GIVEN EXERCISE >>
Please reproduce each line of the records below verbatim, leaving out the pictures.

### DATA PROVIDED ###

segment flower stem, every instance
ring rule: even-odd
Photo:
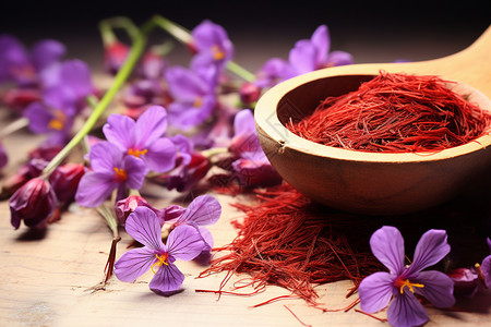
[[[124,64],[121,66],[121,69],[115,76],[112,85],[109,87],[104,97],[100,99],[95,109],[92,111],[91,116],[87,118],[81,130],[61,149],[61,152],[59,152],[58,155],[55,158],[52,158],[52,160],[48,164],[48,166],[43,170],[41,173],[43,175],[49,175],[70,154],[70,152],[84,138],[84,136],[87,135],[88,132],[91,132],[92,128],[97,122],[100,114],[103,114],[103,112],[109,106],[115,95],[118,93],[118,90],[121,88],[121,86],[129,77],[131,71],[136,64],[136,61],[139,60],[140,56],[142,55],[145,48],[147,40],[146,36],[153,27],[154,25],[152,24],[152,22],[149,22],[141,28],[141,31],[133,40],[133,45],[131,47],[127,60],[124,61]]]
[[[155,15],[153,17],[155,24],[157,24],[159,27],[161,27],[164,31],[167,31],[170,35],[172,35],[176,39],[181,41],[184,45],[191,45],[193,41],[193,37],[191,35],[191,32],[182,27],[181,25],[176,24],[172,21],[169,21],[160,15]],[[238,75],[239,77],[242,77],[243,80],[248,82],[253,82],[255,76],[253,73],[249,72],[243,66],[239,65],[237,62],[229,61],[227,63],[227,69]]]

###

EXERCISE SOLUTION >>
segment flower stem, every instance
ring rule: even-odd
Photo:
[[[124,64],[121,66],[121,69],[115,76],[112,85],[109,87],[104,97],[100,99],[95,109],[92,111],[91,116],[87,118],[81,130],[61,149],[61,152],[59,152],[58,155],[55,158],[52,158],[52,160],[48,164],[48,166],[43,170],[41,173],[43,175],[49,175],[70,154],[70,152],[84,138],[84,136],[87,135],[88,132],[91,132],[92,128],[97,122],[100,114],[103,114],[103,112],[109,106],[115,95],[118,93],[118,90],[121,88],[121,86],[129,77],[131,71],[136,64],[136,61],[139,60],[140,56],[142,55],[145,48],[147,40],[146,36],[153,27],[154,25],[152,24],[152,22],[149,22],[141,28],[141,31],[133,40],[133,45],[131,47],[127,60],[124,61]]]
[[[155,15],[153,17],[155,24],[157,24],[159,27],[161,27],[164,31],[167,31],[170,35],[172,35],[176,39],[181,41],[184,45],[191,45],[193,41],[193,37],[191,35],[191,32],[182,27],[181,25],[176,24],[172,21],[169,21],[160,15]],[[238,75],[239,77],[242,77],[243,80],[248,82],[253,82],[255,76],[253,73],[249,72],[243,66],[239,65],[237,62],[229,61],[227,63],[227,69]]]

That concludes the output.